PROBLEM DETAILS
Give every line below again, exactly.

(Collected data entries)
=-=-=

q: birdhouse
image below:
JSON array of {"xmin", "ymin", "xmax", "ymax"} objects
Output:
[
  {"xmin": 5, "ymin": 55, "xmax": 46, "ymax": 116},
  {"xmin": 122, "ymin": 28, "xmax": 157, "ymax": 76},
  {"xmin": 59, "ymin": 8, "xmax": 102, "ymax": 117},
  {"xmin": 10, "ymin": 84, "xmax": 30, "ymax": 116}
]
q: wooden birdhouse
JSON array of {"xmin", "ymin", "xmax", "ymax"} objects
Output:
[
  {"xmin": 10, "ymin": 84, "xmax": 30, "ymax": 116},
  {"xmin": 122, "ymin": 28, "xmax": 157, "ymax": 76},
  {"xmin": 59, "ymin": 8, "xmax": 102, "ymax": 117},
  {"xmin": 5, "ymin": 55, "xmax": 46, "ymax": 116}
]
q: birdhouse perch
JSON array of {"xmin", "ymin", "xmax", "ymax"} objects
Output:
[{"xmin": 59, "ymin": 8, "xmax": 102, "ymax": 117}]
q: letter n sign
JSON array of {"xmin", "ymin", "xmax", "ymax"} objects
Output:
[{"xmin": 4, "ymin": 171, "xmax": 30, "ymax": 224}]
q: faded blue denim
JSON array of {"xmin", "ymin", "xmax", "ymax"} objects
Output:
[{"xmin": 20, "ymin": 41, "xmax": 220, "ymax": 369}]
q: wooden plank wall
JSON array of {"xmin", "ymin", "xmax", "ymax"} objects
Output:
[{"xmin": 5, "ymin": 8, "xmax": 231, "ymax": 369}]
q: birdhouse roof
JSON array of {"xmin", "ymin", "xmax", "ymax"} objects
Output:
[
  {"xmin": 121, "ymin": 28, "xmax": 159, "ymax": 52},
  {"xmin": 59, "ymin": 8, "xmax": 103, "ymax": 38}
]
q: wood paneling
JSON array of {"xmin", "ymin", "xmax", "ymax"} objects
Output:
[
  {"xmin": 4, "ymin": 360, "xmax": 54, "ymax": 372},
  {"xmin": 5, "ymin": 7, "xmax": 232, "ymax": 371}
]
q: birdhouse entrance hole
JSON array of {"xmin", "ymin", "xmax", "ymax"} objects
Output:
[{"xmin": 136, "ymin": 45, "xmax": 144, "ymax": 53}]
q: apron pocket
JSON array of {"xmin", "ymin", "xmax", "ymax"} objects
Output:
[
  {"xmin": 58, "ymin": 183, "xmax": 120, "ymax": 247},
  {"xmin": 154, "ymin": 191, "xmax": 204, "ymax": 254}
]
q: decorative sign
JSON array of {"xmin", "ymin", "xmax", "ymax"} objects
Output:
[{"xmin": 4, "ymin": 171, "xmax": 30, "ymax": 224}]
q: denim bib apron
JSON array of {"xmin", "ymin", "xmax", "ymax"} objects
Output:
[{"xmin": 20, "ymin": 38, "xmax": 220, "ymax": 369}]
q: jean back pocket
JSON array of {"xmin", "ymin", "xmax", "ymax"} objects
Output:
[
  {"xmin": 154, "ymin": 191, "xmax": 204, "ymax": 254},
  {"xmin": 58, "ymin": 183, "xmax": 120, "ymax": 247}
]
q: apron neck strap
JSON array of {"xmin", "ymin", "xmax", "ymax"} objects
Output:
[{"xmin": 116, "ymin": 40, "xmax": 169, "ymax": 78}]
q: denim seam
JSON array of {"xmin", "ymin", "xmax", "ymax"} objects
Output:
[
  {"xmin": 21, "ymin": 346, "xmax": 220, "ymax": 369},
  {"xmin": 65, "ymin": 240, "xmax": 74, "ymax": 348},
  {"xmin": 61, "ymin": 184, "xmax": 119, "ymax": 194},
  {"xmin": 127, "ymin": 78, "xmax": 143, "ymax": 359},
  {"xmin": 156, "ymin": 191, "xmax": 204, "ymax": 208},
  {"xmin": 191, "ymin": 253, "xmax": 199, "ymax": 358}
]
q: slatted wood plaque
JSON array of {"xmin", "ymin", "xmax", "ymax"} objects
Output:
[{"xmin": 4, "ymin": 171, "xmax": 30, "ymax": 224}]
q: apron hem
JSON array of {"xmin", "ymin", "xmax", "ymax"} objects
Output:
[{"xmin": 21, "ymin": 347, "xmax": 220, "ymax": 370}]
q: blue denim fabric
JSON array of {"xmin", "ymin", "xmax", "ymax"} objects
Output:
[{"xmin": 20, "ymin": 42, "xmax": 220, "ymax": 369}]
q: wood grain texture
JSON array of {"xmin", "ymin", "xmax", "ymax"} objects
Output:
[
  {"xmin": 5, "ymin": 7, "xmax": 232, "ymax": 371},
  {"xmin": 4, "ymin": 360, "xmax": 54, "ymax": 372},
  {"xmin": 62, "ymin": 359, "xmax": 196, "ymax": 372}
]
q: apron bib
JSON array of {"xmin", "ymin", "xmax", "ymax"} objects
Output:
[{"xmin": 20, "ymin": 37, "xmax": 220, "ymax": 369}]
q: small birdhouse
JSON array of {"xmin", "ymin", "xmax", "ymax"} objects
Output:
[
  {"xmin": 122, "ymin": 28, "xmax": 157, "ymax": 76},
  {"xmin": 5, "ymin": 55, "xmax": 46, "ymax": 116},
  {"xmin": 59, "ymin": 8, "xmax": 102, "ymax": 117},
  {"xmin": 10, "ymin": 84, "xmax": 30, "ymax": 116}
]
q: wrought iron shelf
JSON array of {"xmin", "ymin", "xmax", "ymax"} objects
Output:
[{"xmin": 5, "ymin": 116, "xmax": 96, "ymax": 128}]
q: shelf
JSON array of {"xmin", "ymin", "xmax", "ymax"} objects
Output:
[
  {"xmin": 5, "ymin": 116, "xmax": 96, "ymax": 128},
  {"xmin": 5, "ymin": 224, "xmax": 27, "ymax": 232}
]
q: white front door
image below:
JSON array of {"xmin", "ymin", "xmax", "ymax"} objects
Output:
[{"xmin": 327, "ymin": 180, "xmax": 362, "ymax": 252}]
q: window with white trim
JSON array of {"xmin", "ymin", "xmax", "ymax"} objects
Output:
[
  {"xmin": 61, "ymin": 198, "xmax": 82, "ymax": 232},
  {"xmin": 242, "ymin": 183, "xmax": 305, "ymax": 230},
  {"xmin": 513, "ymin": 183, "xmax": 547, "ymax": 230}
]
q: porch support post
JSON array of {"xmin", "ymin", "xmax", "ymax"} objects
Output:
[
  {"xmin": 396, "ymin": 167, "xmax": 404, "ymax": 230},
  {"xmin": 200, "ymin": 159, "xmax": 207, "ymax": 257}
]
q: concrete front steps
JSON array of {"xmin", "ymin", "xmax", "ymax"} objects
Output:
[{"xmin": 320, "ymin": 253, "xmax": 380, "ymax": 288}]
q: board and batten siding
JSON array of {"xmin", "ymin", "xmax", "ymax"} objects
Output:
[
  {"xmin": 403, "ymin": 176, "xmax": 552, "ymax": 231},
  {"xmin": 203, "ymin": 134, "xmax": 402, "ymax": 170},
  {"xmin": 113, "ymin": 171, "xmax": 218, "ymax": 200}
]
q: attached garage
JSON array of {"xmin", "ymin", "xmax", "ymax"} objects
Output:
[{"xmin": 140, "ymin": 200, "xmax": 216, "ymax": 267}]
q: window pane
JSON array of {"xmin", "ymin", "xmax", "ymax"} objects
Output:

=-=-=

RESULT OF THIS EXERCISE
q: birdhouse
image below:
JSON array of {"xmin", "ymin", "xmax", "ymax"} objects
Output:
[
  {"xmin": 5, "ymin": 55, "xmax": 46, "ymax": 116},
  {"xmin": 122, "ymin": 28, "xmax": 157, "ymax": 76},
  {"xmin": 59, "ymin": 8, "xmax": 102, "ymax": 117},
  {"xmin": 10, "ymin": 84, "xmax": 30, "ymax": 116}
]
q: wooden birdhouse
JSON array of {"xmin", "ymin", "xmax", "ymax"} objects
Output:
[
  {"xmin": 10, "ymin": 84, "xmax": 30, "ymax": 116},
  {"xmin": 122, "ymin": 28, "xmax": 157, "ymax": 76},
  {"xmin": 59, "ymin": 8, "xmax": 102, "ymax": 117},
  {"xmin": 5, "ymin": 55, "xmax": 46, "ymax": 116}
]
q: birdhouse perch
JSON array of {"xmin", "ymin", "xmax", "ymax"} objects
Output:
[{"xmin": 59, "ymin": 8, "xmax": 102, "ymax": 117}]
q: letter n sign
JSON array of {"xmin", "ymin", "xmax", "ymax"} objects
Output:
[{"xmin": 4, "ymin": 171, "xmax": 30, "ymax": 224}]
q: faded blue denim
JSON array of {"xmin", "ymin", "xmax", "ymax"} objects
Output:
[{"xmin": 20, "ymin": 41, "xmax": 220, "ymax": 369}]
q: wooden plank wall
JSON array of {"xmin", "ymin", "xmax", "ymax"} objects
Output:
[{"xmin": 5, "ymin": 8, "xmax": 231, "ymax": 369}]
q: birdhouse roof
JSON array of {"xmin", "ymin", "xmax", "ymax"} objects
Output:
[
  {"xmin": 121, "ymin": 28, "xmax": 159, "ymax": 52},
  {"xmin": 59, "ymin": 8, "xmax": 103, "ymax": 38}
]
q: wood paneling
JSON array of {"xmin", "ymin", "xmax", "ymax"} objects
Output:
[
  {"xmin": 4, "ymin": 360, "xmax": 54, "ymax": 372},
  {"xmin": 5, "ymin": 7, "xmax": 232, "ymax": 371}
]
q: birdhouse entrance hole
JSON array of {"xmin", "ymin", "xmax", "ymax"} objects
Output:
[{"xmin": 136, "ymin": 45, "xmax": 144, "ymax": 53}]
q: apron pocket
JSON array of {"xmin", "ymin", "xmax", "ymax"} objects
Output:
[
  {"xmin": 58, "ymin": 183, "xmax": 120, "ymax": 247},
  {"xmin": 154, "ymin": 191, "xmax": 204, "ymax": 254}
]
q: decorative sign
JSON array of {"xmin", "ymin", "xmax", "ymax"} objects
Output:
[{"xmin": 4, "ymin": 171, "xmax": 30, "ymax": 224}]
q: denim bib apron
JSON array of {"xmin", "ymin", "xmax", "ymax"} objects
Output:
[{"xmin": 20, "ymin": 38, "xmax": 220, "ymax": 369}]
q: jean back pocket
JSON array of {"xmin", "ymin", "xmax", "ymax"} objects
Output:
[
  {"xmin": 154, "ymin": 191, "xmax": 204, "ymax": 254},
  {"xmin": 58, "ymin": 183, "xmax": 120, "ymax": 247}
]
q: apron neck strap
JSON array of {"xmin", "ymin", "xmax", "ymax"} objects
Output:
[{"xmin": 116, "ymin": 40, "xmax": 169, "ymax": 78}]
q: denim seam
JSON array of {"xmin", "ymin", "xmax", "ymax"} objects
Output:
[
  {"xmin": 21, "ymin": 346, "xmax": 220, "ymax": 369},
  {"xmin": 65, "ymin": 240, "xmax": 74, "ymax": 348},
  {"xmin": 61, "ymin": 184, "xmax": 119, "ymax": 194},
  {"xmin": 127, "ymin": 78, "xmax": 143, "ymax": 359},
  {"xmin": 156, "ymin": 191, "xmax": 204, "ymax": 208},
  {"xmin": 191, "ymin": 253, "xmax": 199, "ymax": 358}
]
q: slatted wood plaque
JSON array of {"xmin", "ymin", "xmax", "ymax"} objects
Output:
[{"xmin": 4, "ymin": 171, "xmax": 30, "ymax": 224}]
q: apron hem
JSON array of {"xmin", "ymin", "xmax", "ymax"} objects
Output:
[{"xmin": 21, "ymin": 347, "xmax": 220, "ymax": 370}]
q: blue denim fabric
JSON array of {"xmin", "ymin", "xmax", "ymax"} objects
Output:
[{"xmin": 20, "ymin": 42, "xmax": 220, "ymax": 369}]
q: wood grain texture
JSON array of {"xmin", "ymin", "xmax", "ymax"} objects
Output:
[
  {"xmin": 5, "ymin": 7, "xmax": 232, "ymax": 371},
  {"xmin": 4, "ymin": 360, "xmax": 54, "ymax": 372},
  {"xmin": 62, "ymin": 359, "xmax": 196, "ymax": 372}
]
q: apron bib
JSON array of {"xmin", "ymin", "xmax", "ymax"} objects
Output:
[{"xmin": 20, "ymin": 37, "xmax": 220, "ymax": 369}]
q: small birdhouse
JSON array of {"xmin", "ymin", "xmax", "ymax"} objects
Output:
[
  {"xmin": 122, "ymin": 28, "xmax": 157, "ymax": 76},
  {"xmin": 5, "ymin": 55, "xmax": 46, "ymax": 116},
  {"xmin": 59, "ymin": 8, "xmax": 102, "ymax": 117},
  {"xmin": 10, "ymin": 84, "xmax": 30, "ymax": 116}
]
q: wrought iron shelf
JSON array of {"xmin", "ymin", "xmax", "ymax"} objects
Output:
[{"xmin": 5, "ymin": 116, "xmax": 96, "ymax": 128}]
q: shelf
JSON array of {"xmin", "ymin", "xmax", "ymax"} objects
Output:
[
  {"xmin": 5, "ymin": 116, "xmax": 96, "ymax": 128},
  {"xmin": 5, "ymin": 224, "xmax": 27, "ymax": 232}
]
q: white front door
image below:
JSON array of {"xmin", "ymin", "xmax", "ymax"} objects
Output:
[{"xmin": 327, "ymin": 180, "xmax": 362, "ymax": 252}]
q: window with white trim
JSON array of {"xmin", "ymin", "xmax", "ymax"} objects
Output:
[
  {"xmin": 61, "ymin": 198, "xmax": 82, "ymax": 232},
  {"xmin": 242, "ymin": 183, "xmax": 305, "ymax": 230},
  {"xmin": 513, "ymin": 183, "xmax": 547, "ymax": 230}
]
q: porch support post
JSON array of {"xmin", "ymin", "xmax", "ymax"} objects
Output:
[
  {"xmin": 396, "ymin": 167, "xmax": 404, "ymax": 230},
  {"xmin": 200, "ymin": 159, "xmax": 207, "ymax": 257}
]
q: concrete front steps
JSON array of {"xmin", "ymin", "xmax", "ymax"} objects
Output:
[{"xmin": 320, "ymin": 253, "xmax": 380, "ymax": 288}]
q: board and batten siding
JSON array of {"xmin", "ymin", "xmax", "ymax"} objects
Output:
[
  {"xmin": 403, "ymin": 176, "xmax": 552, "ymax": 231},
  {"xmin": 203, "ymin": 134, "xmax": 402, "ymax": 170},
  {"xmin": 113, "ymin": 171, "xmax": 218, "ymax": 200}
]
q: attached garage
JSON array of {"xmin", "ymin", "xmax", "ymax"} objects
Output:
[{"xmin": 140, "ymin": 200, "xmax": 216, "ymax": 267}]
q: window pane
JSON array of {"xmin", "ymin", "xmax", "ymax"} objects
Output:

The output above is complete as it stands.